**Activity:**
Look through the records and report how many lines include the word "propeller", with no other words.

**Exercise materials:**
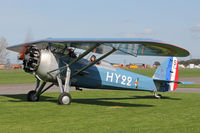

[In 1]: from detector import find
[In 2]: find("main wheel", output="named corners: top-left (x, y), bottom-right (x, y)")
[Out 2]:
top-left (58, 92), bottom-right (72, 105)
top-left (27, 90), bottom-right (39, 101)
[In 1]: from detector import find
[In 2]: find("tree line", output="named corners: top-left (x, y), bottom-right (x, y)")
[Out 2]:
top-left (179, 59), bottom-right (200, 66)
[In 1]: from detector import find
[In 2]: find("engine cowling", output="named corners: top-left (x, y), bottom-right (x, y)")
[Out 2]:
top-left (36, 49), bottom-right (59, 82)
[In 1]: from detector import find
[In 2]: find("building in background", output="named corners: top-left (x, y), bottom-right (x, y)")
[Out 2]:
top-left (0, 64), bottom-right (6, 70)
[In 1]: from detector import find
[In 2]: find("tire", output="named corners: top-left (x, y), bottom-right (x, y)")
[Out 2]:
top-left (27, 90), bottom-right (39, 101)
top-left (155, 94), bottom-right (162, 99)
top-left (58, 92), bottom-right (72, 105)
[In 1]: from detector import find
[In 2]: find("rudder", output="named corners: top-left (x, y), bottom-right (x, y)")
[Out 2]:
top-left (153, 57), bottom-right (179, 92)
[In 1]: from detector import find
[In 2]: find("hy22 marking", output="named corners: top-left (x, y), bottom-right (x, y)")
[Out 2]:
top-left (106, 72), bottom-right (132, 87)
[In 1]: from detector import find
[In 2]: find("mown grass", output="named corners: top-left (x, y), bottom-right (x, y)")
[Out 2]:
top-left (0, 90), bottom-right (200, 133)
top-left (0, 69), bottom-right (36, 84)
top-left (178, 84), bottom-right (200, 88)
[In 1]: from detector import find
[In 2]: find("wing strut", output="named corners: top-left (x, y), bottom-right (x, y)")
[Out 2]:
top-left (71, 47), bottom-right (117, 78)
top-left (47, 43), bottom-right (101, 76)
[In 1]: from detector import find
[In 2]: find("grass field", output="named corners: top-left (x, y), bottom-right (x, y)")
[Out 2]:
top-left (0, 69), bottom-right (36, 84)
top-left (178, 84), bottom-right (200, 88)
top-left (0, 90), bottom-right (200, 133)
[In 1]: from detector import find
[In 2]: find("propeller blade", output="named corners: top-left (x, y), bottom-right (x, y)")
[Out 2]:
top-left (18, 44), bottom-right (28, 60)
top-left (18, 30), bottom-right (33, 60)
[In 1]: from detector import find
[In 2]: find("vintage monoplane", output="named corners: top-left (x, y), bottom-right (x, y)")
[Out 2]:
top-left (7, 38), bottom-right (189, 105)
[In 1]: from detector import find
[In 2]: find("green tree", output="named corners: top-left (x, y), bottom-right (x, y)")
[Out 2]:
top-left (154, 61), bottom-right (160, 67)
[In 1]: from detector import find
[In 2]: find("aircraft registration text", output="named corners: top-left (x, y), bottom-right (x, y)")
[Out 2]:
top-left (106, 72), bottom-right (134, 87)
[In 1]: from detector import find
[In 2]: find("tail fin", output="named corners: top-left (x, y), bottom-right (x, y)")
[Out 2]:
top-left (153, 57), bottom-right (179, 92)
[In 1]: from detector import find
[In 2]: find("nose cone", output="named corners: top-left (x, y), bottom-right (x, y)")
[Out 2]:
top-left (36, 50), bottom-right (58, 82)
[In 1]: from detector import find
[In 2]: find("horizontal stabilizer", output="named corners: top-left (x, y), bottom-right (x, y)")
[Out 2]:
top-left (178, 81), bottom-right (194, 85)
top-left (154, 79), bottom-right (193, 84)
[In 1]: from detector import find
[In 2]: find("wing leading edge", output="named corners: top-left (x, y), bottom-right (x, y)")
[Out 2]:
top-left (7, 38), bottom-right (190, 57)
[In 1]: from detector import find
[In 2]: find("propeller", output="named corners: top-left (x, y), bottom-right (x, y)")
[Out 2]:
top-left (18, 31), bottom-right (41, 73)
top-left (19, 44), bottom-right (28, 60)
top-left (18, 30), bottom-right (34, 60)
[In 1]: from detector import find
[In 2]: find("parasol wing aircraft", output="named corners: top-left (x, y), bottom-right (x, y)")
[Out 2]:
top-left (7, 38), bottom-right (190, 105)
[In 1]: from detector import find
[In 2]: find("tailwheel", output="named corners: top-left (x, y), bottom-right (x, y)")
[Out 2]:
top-left (27, 90), bottom-right (39, 101)
top-left (154, 94), bottom-right (162, 99)
top-left (58, 92), bottom-right (72, 105)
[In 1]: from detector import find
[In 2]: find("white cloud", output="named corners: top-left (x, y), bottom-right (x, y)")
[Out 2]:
top-left (141, 29), bottom-right (154, 34)
top-left (191, 24), bottom-right (200, 32)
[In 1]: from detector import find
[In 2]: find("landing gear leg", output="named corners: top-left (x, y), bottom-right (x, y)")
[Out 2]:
top-left (27, 81), bottom-right (46, 101)
top-left (27, 78), bottom-right (54, 102)
top-left (57, 65), bottom-right (72, 105)
top-left (153, 91), bottom-right (162, 99)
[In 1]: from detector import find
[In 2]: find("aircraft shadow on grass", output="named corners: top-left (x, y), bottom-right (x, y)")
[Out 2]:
top-left (2, 94), bottom-right (181, 107)
top-left (72, 97), bottom-right (153, 107)
top-left (131, 95), bottom-right (181, 100)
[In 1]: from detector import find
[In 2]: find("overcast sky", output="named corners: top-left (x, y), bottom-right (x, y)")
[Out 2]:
top-left (1, 0), bottom-right (200, 64)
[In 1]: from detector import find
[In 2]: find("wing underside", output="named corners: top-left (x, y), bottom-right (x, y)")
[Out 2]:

**Task response:**
2